> **Things to do**:
**a)** In the court opinion, what annual salary did Byrne receive when Lusk and Chester hired him?
**b)** Carry on the court opinion from the point where it stops.

> **Excerpted passage**:
The opinion of the court was delivered by: HAROLD BAER, JR., District Judge[fn*] [fn*] Robert Zak, a spring 2005 intern in my Chambers, and currently a third-year law student at Fordham University School of Law, provided substantial assistance in the research and drafting of this Opinion.
On May 25, 2004, Plaintiff, Kenneth Byrne ("Byrne"), withdrew
all claims against Defendant, Richard Lusk ("Lusk"), in which he
alleged securities fraud, unpaid wages, and common law fraud.
(Dckt. 12.) Pursuant to Fed.R.Civ.P. 11 and 15 U.S.C. § 78u-4,
Lusk filed the instant motion for sanctions and alleged that the
lawsuit was frivolous and filed for the improper purpose of
intimidation and harassment. The motion was sub judice on
February 15, 2005. For the reasons set forth below, Lusk's motion
is GRANTED in-part and DENIED in-part.
On December 17, 1999, Defendants Lusk and David Chester
("Chester") formed "Buy This Fast Network, Inc." ("Company"), to
develop distribution channels for major Internet merchants.
(Hunter Aff., Att'y for Def. ("Hunter"), Ex. I at 5). The
Company's first project was an "Online Convenience Store," but
implementation of the project was dependent upon the licensed use
of certain proprietary software. Id.
On or about April 5, 2000, Lusk and Chester hired Byrne as the
Company's Chief Operational Officer and Chief Technical Officer,
with an annual salary of $175,000. (Compl. at ¶ 12; Def's Mem.
Supp. Summ. J. at 3-4). Byrne's employment with the Company ended
no later than October 2000. (Hunter Aff. Ex. G, Resume of
Byrnes). By early-May 2000, Byrne had invested $90,000 of his
personal funds in the Company. (Dep. of Byrne at 103:5-7).
Approximately three months after he invested $90,000 of his
personal funds in the Company, Lusk informed Byrne that the Company "would not be
securing the [necessary] `proprietary technology' or
`patent-pending business models'" and, as a result, the Company
was unable to commence operations and Byrne lost the value of his
investment. (Compl. at ¶¶ 17-18.)
On March 21, 2003, approximately thirty-one months after he
discovered the alleged fraud, Byrne filed the instant action, and
sought damages for alleged: (1) violation of §§ 10(b), 20, and
Rule 10b-5 of the Securities Exchange Act of 1934; (2) violation
of 15 U.S.C. § 77l; (3) common law fraud; and (4) unpaid wages.
(Compl. at ¶¶ 19-25.) In the Complaint, Byrne alleged that his
decision to invest in the Company was based on Lusk's materially
false and misleading oral representations. (Compl. at ¶ 14.)
On June 5, 2003, Lusk filed an Answer in which he denied any
liability and invoked the statute of limitations as an
affirmative defense. (Dckt. 4.) Throughout the duration of
discovery, Byrne never sought to depose Lusk, and indeed, made no
discovery demands. Lusk filed a motion for summary judgment on
April 2, 2004 and maintained, among other things, that Byrne's
securities fraud claims were barred by the applicable statute of
limitations. (Def's Mem. Supp. Summ. J. at 20). Subsequently, on
May 25, 2004, Byrne withdrew all claims against Lusk. (Dckt. 12.)

> **Recorded data**:
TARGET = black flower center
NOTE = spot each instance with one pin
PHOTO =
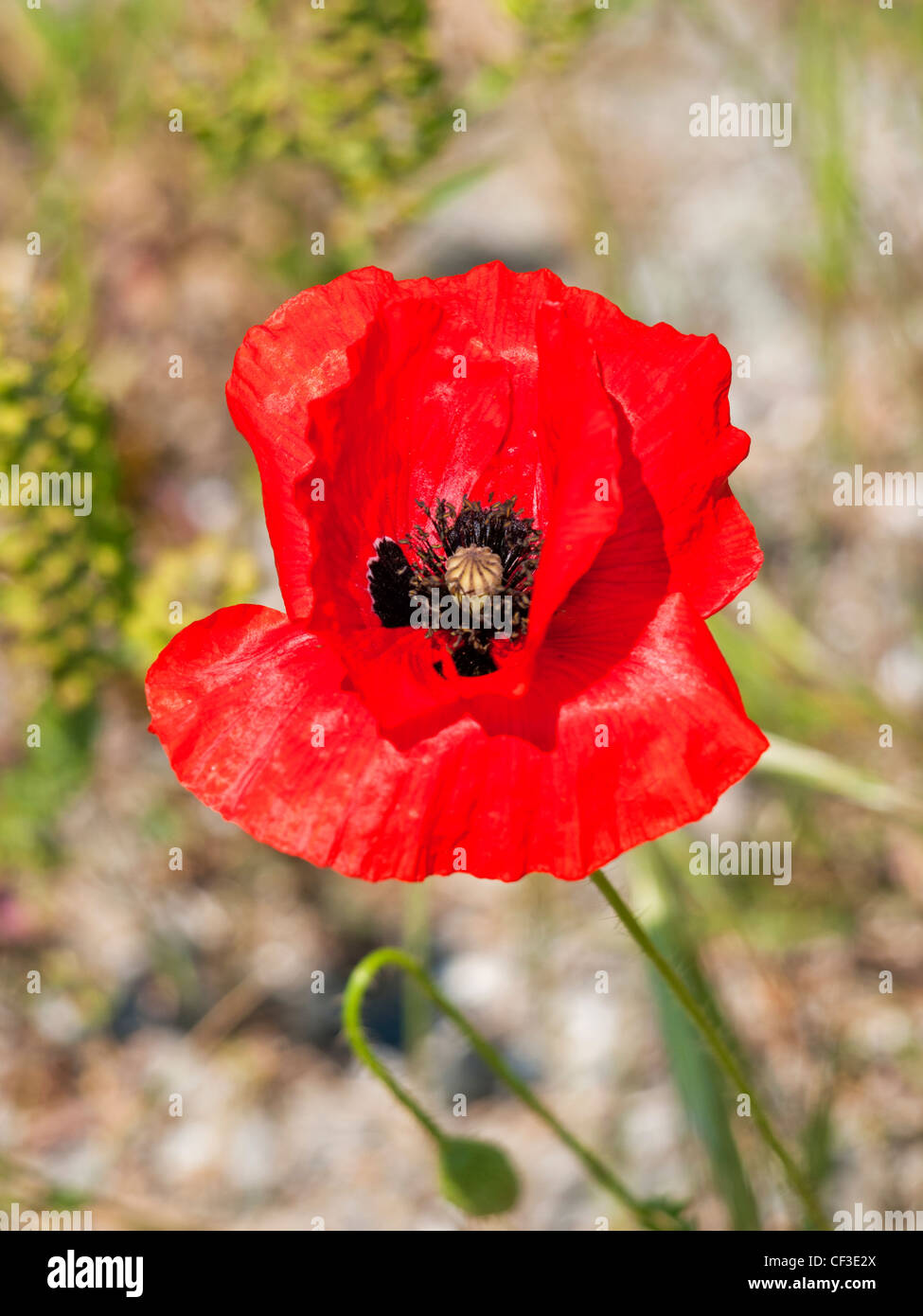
(464, 576)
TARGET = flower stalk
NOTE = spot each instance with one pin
(717, 1043)
(649, 1215)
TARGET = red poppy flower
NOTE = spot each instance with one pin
(499, 511)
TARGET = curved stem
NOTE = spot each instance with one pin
(649, 1215)
(718, 1045)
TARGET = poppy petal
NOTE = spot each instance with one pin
(256, 722)
(673, 388)
(280, 367)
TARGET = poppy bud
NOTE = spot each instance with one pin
(477, 1177)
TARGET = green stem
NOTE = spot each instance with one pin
(719, 1048)
(649, 1215)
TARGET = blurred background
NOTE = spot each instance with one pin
(159, 243)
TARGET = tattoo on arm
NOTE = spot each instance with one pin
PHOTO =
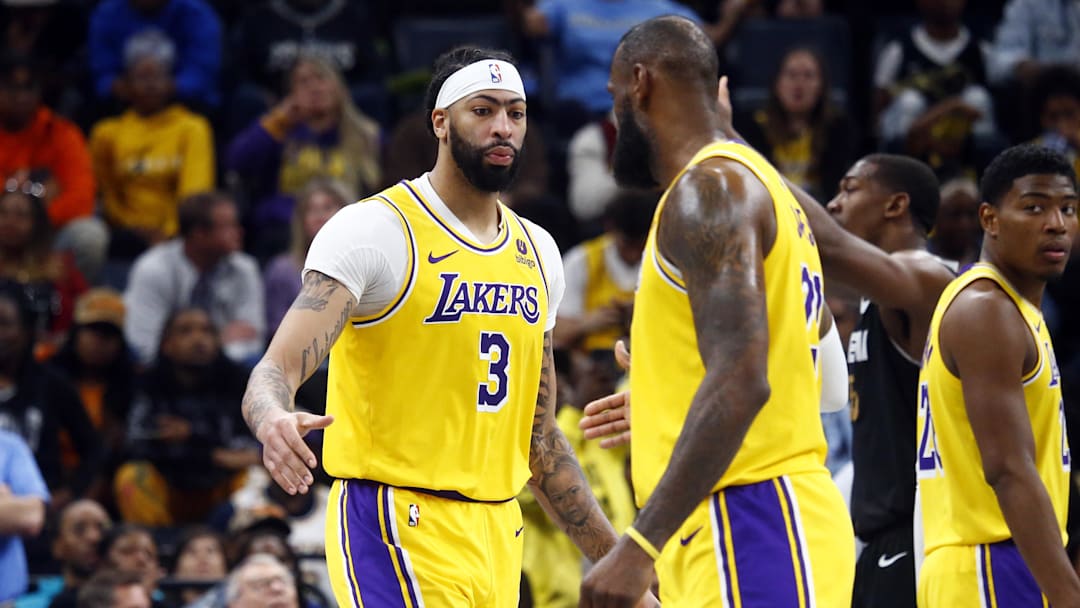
(712, 232)
(557, 481)
(268, 388)
(314, 295)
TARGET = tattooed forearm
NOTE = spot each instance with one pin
(313, 355)
(268, 389)
(557, 481)
(315, 292)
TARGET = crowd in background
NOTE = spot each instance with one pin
(166, 164)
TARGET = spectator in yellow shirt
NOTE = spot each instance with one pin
(152, 156)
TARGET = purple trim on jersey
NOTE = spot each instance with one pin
(763, 552)
(389, 524)
(536, 253)
(721, 545)
(1013, 583)
(343, 525)
(372, 558)
(799, 550)
(439, 220)
(409, 281)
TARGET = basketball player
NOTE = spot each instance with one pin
(737, 504)
(437, 304)
(993, 457)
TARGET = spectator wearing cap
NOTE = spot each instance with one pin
(203, 268)
(153, 154)
(187, 442)
(23, 498)
(39, 404)
(50, 278)
(96, 360)
(191, 25)
(45, 156)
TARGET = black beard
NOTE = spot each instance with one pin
(632, 159)
(484, 177)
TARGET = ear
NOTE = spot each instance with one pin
(988, 219)
(896, 205)
(440, 122)
(640, 85)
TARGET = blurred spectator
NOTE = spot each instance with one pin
(82, 526)
(131, 549)
(38, 404)
(315, 204)
(44, 154)
(54, 32)
(314, 131)
(202, 268)
(113, 589)
(188, 445)
(191, 25)
(591, 186)
(1034, 35)
(49, 278)
(931, 88)
(808, 138)
(273, 35)
(957, 234)
(299, 518)
(584, 35)
(1055, 100)
(602, 277)
(95, 359)
(23, 497)
(152, 156)
(260, 581)
(200, 557)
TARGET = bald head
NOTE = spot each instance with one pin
(674, 46)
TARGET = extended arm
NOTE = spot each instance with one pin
(994, 397)
(302, 341)
(557, 481)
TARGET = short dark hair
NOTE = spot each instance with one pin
(905, 174)
(194, 212)
(1053, 82)
(451, 62)
(100, 590)
(678, 46)
(1018, 161)
(631, 212)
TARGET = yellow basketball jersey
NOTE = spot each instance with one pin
(437, 391)
(959, 508)
(601, 289)
(786, 436)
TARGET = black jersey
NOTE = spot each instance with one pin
(883, 382)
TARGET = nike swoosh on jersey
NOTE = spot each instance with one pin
(433, 259)
(885, 562)
(686, 540)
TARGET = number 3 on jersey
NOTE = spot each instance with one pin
(493, 393)
(929, 462)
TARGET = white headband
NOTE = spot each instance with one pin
(483, 75)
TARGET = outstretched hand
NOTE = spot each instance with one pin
(608, 418)
(286, 457)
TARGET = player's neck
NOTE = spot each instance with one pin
(477, 210)
(1027, 285)
(675, 149)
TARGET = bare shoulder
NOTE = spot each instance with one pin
(930, 268)
(710, 204)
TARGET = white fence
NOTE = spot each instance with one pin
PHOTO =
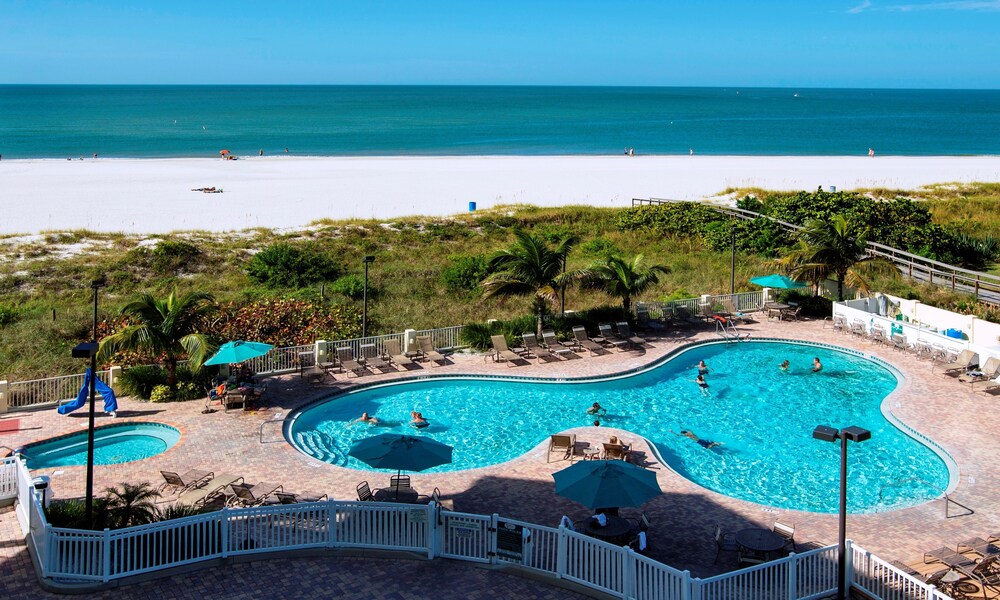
(101, 556)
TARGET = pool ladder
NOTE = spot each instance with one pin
(948, 500)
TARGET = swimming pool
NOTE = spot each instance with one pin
(113, 444)
(763, 416)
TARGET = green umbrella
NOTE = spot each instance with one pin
(777, 281)
(606, 484)
(237, 352)
(401, 452)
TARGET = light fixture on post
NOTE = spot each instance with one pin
(89, 350)
(854, 434)
(364, 310)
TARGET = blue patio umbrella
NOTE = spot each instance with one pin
(401, 452)
(238, 351)
(777, 281)
(606, 484)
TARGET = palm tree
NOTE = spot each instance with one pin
(621, 278)
(530, 268)
(130, 505)
(167, 327)
(836, 248)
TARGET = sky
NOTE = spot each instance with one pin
(789, 43)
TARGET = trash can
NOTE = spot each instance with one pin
(41, 484)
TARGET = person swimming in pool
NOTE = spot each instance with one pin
(702, 385)
(701, 442)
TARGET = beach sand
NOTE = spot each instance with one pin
(154, 195)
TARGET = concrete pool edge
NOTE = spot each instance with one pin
(901, 384)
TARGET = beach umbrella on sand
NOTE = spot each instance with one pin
(401, 452)
(238, 351)
(777, 281)
(607, 484)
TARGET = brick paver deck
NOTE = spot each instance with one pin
(683, 518)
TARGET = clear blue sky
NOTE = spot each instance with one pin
(794, 43)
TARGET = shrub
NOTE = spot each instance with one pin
(140, 381)
(352, 286)
(284, 265)
(161, 393)
(464, 272)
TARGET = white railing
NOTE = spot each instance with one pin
(46, 391)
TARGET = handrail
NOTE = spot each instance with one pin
(977, 282)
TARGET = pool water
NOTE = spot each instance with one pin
(762, 416)
(112, 445)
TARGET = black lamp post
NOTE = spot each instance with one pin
(89, 350)
(364, 310)
(855, 434)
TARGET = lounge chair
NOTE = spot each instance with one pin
(396, 355)
(178, 484)
(965, 360)
(562, 443)
(625, 333)
(611, 337)
(988, 371)
(345, 356)
(214, 487)
(373, 359)
(584, 341)
(534, 348)
(247, 495)
(553, 343)
(503, 353)
(428, 350)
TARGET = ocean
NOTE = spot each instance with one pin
(191, 121)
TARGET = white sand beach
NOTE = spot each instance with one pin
(154, 195)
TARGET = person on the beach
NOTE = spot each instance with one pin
(366, 418)
(702, 384)
(701, 442)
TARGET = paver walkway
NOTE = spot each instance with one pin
(684, 518)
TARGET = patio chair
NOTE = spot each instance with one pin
(966, 359)
(611, 337)
(177, 484)
(988, 371)
(396, 355)
(247, 495)
(428, 351)
(502, 352)
(584, 341)
(786, 532)
(534, 348)
(553, 343)
(625, 333)
(373, 359)
(725, 542)
(365, 492)
(345, 356)
(562, 443)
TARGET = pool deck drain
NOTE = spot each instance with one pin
(683, 519)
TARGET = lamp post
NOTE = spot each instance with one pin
(89, 350)
(364, 310)
(855, 434)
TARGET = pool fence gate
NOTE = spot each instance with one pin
(79, 559)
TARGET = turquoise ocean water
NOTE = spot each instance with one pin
(173, 121)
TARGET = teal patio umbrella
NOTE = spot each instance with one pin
(777, 281)
(238, 351)
(401, 452)
(606, 484)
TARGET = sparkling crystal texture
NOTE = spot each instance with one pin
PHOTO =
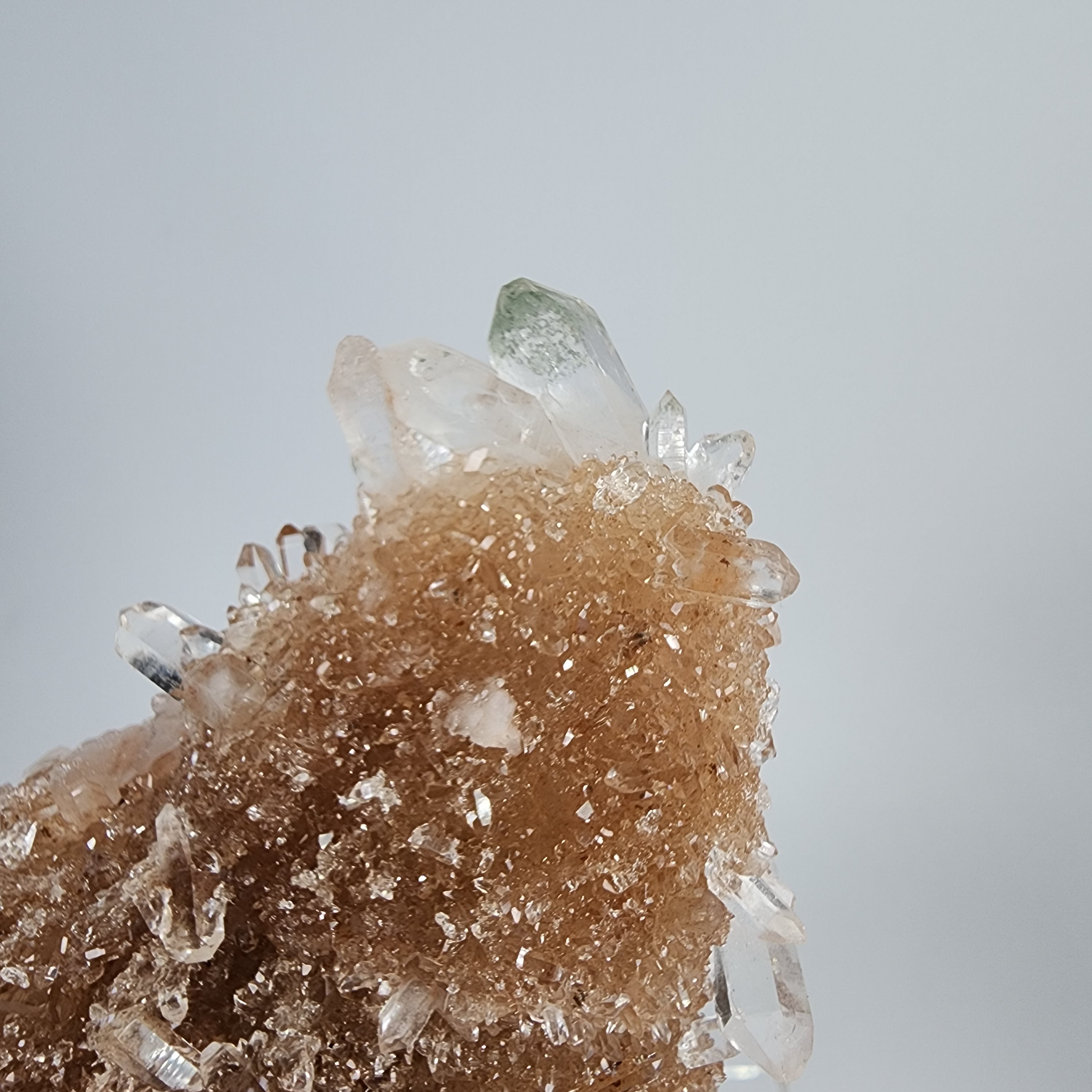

> **Per-task answers**:
**a)** $175,000

**b)**
Lusk now moves for sanctions in an amount equal to the attorney's
fees and costs incurred to defend the allegedly frivolous
Pursuant to Federal Rule of Civil Procedure 11 ("Rule 11"), an
attorney or party may be sanctioned if a pleading is presented
"for any improper purpose, such as to harass [another
party] . . .," or where the claims are not "warranted by existing
law or by a [non-frivolous] argument for the extension,
modification, or reversal of existing law or the establishment of
new law. . . ." Fed.R.Civ.P. 11(b)-(c).
The PSLRA altered the Rule 11 landscape in that a district
court is now required, upon final adjudication of any private
action for securities fraud, to make "specific findings regarding
compliance by each party and each attorney representing any party
with each requirement of Rule 11(b). . . ."
15 U.S.C. § 78u-4(c)(1); see e.g., Rombach v. Chang, 355 F.3d 164
(2d Cir. 2004). In accordance with the PSLRA, if the court finds
that a violation has occurred, the imposition of sanctions is
mandatory. 15 U.S.C. § 78u-4(c)(2). The PSLRA removed the judicial discretion of Rule 11 ("the court may . . . impose
sanctions") in favor of a rebuttal presumption:
[C]ourts shall adopt a presumption that the
appropriate sanction . . . for substantial failure
of any complaint to comply with any requirement of
Rule 11 . . . is an award to the opposing party of
the reasonable attorneys' fees and other expenses
incurred in the action.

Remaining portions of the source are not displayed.